> **Written exercise**
Rewrite the lines starting at the first one and ending at the one that contains "x=124 y=274", swapping "young man" for "teenage boy" and changing nothing else.

Object location annotation data:
[start]

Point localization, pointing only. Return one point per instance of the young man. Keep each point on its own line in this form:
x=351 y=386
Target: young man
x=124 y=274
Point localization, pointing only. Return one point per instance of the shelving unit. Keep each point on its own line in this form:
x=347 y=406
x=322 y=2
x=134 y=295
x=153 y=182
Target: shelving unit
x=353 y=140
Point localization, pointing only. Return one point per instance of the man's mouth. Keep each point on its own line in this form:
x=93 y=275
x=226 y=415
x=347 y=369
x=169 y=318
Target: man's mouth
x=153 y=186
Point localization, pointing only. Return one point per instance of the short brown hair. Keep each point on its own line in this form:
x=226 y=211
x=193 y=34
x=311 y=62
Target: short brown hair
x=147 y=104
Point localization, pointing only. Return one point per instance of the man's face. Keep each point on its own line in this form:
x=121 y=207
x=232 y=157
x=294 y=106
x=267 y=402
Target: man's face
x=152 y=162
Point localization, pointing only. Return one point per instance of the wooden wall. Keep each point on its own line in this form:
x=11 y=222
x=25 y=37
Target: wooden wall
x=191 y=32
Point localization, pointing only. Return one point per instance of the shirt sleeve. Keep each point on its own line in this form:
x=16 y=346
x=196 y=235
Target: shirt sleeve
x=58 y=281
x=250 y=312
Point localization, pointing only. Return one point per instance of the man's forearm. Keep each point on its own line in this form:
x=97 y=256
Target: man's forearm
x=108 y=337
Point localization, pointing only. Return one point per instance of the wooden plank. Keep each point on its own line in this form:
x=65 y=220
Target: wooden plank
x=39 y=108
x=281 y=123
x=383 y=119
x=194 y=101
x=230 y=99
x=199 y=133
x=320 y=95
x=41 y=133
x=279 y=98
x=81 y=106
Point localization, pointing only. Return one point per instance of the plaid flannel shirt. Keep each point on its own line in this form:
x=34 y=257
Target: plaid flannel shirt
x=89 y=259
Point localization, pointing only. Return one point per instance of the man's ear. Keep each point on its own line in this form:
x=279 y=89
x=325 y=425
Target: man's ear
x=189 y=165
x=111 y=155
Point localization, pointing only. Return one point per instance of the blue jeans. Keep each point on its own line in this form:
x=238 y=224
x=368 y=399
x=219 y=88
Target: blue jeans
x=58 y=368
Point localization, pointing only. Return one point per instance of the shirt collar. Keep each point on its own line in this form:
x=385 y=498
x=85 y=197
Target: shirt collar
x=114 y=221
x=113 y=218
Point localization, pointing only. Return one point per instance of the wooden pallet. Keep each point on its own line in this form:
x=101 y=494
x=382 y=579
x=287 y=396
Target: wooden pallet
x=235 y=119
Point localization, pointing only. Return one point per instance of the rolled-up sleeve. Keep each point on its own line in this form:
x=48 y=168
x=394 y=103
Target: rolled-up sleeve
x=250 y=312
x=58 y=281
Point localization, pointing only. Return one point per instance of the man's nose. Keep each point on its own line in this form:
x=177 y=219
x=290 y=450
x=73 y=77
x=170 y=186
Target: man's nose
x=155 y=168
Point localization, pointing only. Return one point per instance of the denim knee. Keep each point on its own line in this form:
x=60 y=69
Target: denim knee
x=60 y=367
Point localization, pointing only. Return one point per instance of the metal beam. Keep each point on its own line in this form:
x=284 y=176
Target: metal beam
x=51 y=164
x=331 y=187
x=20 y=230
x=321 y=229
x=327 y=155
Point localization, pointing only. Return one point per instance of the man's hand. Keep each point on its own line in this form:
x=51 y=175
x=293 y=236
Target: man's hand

[end]

> **Reply**
Point localization, pointing only. Return one point per instance of the teenage boy. Keep each point on its own line in this form:
x=351 y=386
Target: teenage boy
x=124 y=274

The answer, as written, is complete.